* _Приведённый текст_:

Фрелих явно был разочарован и недоволен таким способом большевистской самокритики. Это настроение укрепилось у него, когда Ленин снова разнёс нас перед пленумом конгресса.
И это недовольство совершенно ясно можно увидеть на лице Фрелиха в фильме, где заснято было выступление Ленина на Ⅲ конгрессе Коминтерна по поводу политики германской партии.
Не только немцам досталось на конгрессе от Ленина, досталось и представителям других партий, особенно некоторым итальянцам и даже французам.
Всё это побудило нас выдумать новую политическую глупость против Ленина, а именно: мы стали собирать подписи для некоторых формулировок, которые мы хотели противопоставить ленинским формулировкам и в которых надеялись отстоять некоторые элементы нашей «теории наступления». Мне тоже удалось собрать несколько голосов «недовольных». И за это нам всем сообща и каждой группе порознь влетело ещё раз как следует. И это побудило нас капитулировать перед Лениным.

* _Задание 1_:
Выпишите из записей все строки, где встречается слово «bale».

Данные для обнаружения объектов
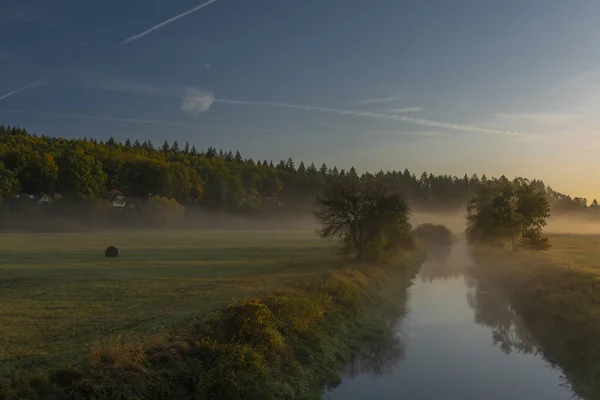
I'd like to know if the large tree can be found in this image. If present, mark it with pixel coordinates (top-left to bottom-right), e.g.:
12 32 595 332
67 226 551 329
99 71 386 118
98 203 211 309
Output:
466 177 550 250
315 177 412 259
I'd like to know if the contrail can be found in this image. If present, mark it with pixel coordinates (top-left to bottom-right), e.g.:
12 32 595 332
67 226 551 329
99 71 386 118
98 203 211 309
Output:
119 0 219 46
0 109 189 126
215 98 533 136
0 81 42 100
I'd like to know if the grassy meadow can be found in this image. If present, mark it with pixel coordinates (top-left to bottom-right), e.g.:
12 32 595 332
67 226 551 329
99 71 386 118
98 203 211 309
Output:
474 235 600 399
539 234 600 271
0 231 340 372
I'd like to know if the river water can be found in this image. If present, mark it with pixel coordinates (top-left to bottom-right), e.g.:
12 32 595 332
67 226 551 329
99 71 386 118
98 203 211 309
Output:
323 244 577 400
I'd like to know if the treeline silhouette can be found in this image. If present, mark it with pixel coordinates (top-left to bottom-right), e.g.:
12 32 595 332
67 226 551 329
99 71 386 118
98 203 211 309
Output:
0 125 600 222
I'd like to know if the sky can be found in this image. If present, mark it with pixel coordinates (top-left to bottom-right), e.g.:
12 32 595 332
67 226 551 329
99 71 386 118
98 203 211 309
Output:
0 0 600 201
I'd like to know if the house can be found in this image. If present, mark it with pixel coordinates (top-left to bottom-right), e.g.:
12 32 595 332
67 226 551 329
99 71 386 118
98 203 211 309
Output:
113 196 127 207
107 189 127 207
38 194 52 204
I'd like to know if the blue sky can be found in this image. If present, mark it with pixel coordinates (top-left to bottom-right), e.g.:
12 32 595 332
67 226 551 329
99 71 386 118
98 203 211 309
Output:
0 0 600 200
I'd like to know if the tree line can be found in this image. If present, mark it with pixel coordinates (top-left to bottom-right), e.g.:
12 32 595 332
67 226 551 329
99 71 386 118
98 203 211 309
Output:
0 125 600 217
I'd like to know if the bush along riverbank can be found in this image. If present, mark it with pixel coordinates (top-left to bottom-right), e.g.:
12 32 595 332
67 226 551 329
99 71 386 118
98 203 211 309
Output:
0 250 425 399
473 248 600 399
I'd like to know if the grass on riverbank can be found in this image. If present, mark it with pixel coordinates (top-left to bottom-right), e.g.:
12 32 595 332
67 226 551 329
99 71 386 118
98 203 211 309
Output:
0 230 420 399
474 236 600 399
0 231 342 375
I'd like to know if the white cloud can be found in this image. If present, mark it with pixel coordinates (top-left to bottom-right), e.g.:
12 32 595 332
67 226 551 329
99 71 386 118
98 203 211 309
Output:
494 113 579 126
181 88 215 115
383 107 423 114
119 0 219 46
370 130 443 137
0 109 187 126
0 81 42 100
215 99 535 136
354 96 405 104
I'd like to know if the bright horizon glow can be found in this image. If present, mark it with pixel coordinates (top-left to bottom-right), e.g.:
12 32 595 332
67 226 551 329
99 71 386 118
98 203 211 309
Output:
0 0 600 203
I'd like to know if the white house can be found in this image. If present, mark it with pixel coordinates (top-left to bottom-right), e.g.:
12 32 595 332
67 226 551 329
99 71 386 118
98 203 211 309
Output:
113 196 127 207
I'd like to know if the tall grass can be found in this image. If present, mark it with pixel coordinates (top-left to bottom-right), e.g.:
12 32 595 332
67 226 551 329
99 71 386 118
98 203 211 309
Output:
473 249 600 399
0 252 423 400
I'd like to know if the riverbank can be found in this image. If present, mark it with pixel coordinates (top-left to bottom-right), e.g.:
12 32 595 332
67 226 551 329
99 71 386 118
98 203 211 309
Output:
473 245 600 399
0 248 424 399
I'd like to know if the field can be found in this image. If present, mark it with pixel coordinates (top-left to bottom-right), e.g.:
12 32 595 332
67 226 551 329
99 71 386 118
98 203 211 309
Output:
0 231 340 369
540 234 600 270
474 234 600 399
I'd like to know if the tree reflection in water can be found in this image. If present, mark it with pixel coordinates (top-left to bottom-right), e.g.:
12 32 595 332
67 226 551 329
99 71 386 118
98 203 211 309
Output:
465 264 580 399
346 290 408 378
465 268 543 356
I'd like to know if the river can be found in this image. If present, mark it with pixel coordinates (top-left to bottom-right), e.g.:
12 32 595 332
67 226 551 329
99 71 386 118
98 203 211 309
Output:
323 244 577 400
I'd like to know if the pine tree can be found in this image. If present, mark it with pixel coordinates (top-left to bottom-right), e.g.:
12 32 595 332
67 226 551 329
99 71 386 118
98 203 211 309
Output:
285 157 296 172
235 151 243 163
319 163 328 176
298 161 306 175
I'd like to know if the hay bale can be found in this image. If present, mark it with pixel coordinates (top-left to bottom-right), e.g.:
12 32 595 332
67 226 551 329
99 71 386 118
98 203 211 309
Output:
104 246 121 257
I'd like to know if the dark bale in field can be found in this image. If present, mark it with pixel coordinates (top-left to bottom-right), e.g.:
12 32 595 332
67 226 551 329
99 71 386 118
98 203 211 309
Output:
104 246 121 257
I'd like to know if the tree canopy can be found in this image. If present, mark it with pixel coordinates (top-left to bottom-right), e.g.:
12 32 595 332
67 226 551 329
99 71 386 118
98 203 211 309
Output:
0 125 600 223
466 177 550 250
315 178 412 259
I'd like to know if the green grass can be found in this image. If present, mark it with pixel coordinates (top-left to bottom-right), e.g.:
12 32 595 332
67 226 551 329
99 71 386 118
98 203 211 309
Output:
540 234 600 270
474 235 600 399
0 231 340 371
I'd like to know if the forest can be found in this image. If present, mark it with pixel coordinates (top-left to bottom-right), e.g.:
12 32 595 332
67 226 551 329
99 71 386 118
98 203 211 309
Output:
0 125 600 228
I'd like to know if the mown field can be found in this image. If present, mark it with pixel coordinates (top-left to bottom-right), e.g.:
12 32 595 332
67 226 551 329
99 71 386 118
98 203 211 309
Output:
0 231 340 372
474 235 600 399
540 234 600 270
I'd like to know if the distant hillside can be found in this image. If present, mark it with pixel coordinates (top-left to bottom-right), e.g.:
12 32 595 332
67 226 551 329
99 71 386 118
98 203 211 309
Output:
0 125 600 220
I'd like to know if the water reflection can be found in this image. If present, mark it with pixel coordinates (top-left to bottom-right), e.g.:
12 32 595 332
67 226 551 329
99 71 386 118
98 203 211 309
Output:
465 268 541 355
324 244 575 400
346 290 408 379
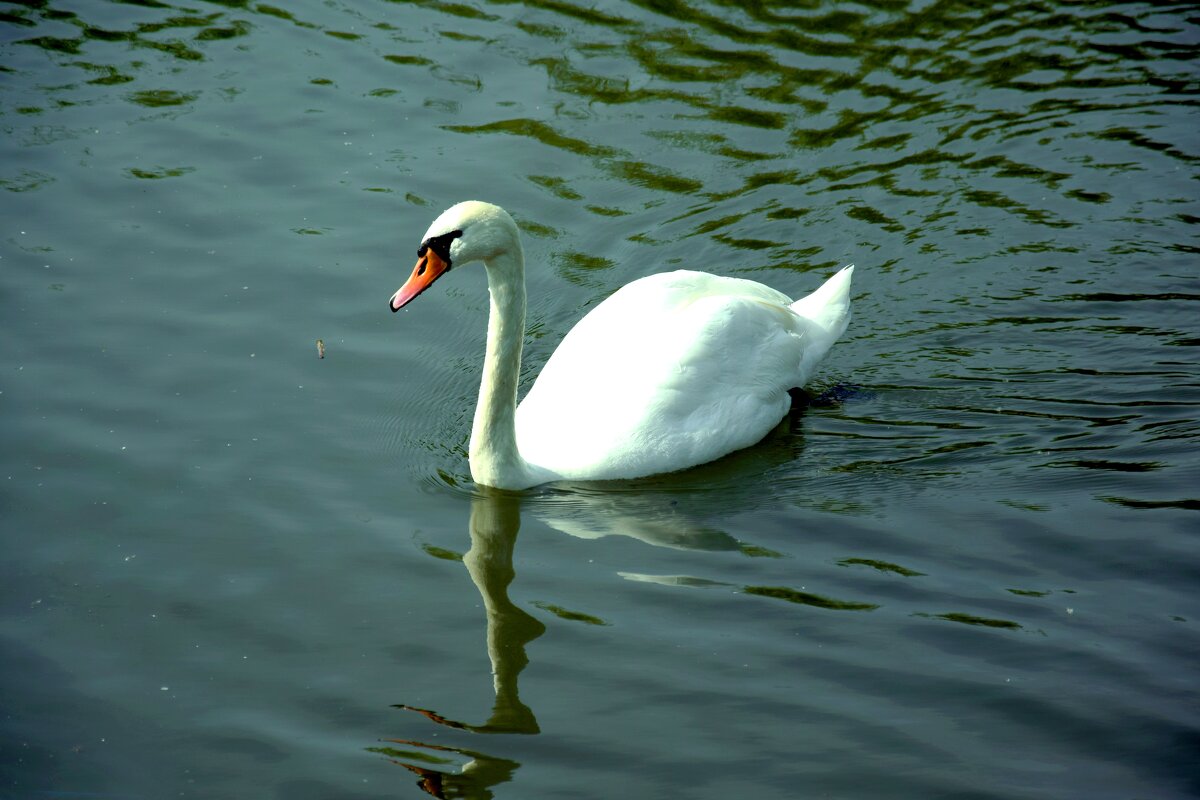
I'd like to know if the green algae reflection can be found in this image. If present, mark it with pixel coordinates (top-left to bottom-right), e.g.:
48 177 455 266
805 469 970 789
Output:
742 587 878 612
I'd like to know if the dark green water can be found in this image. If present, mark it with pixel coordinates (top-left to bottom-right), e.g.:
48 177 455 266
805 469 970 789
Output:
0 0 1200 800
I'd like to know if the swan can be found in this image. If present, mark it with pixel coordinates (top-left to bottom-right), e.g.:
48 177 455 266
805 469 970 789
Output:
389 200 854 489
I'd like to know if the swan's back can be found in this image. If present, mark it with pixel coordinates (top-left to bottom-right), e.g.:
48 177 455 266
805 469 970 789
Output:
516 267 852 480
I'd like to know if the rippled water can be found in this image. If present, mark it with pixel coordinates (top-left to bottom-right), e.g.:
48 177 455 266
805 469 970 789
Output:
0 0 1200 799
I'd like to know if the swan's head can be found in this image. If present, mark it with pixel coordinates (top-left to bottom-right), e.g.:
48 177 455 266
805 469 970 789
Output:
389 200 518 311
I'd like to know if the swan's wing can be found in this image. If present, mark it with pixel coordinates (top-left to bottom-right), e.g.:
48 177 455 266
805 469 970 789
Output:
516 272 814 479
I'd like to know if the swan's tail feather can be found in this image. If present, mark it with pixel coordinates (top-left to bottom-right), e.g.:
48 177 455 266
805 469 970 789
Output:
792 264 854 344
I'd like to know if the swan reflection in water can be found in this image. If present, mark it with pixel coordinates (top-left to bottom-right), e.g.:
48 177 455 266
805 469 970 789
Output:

* _Задание 2_:
Перечислите все национальности, представителям которых, согласно приведённому тексту, досталось от Ленина на конгрессе.

* _Ответ 1_:
I'd like to know if the hay bale can be found in this image. If present, mark it with pixel coordinates (top-left to bottom-right), e.g.:
I'd like to know if the dark bale in field can be found in this image. If present, mark it with pixel coordinates (top-left to bottom-right), e.g.:

* _Ответ 2_:
Немцы, итальянцы, французы.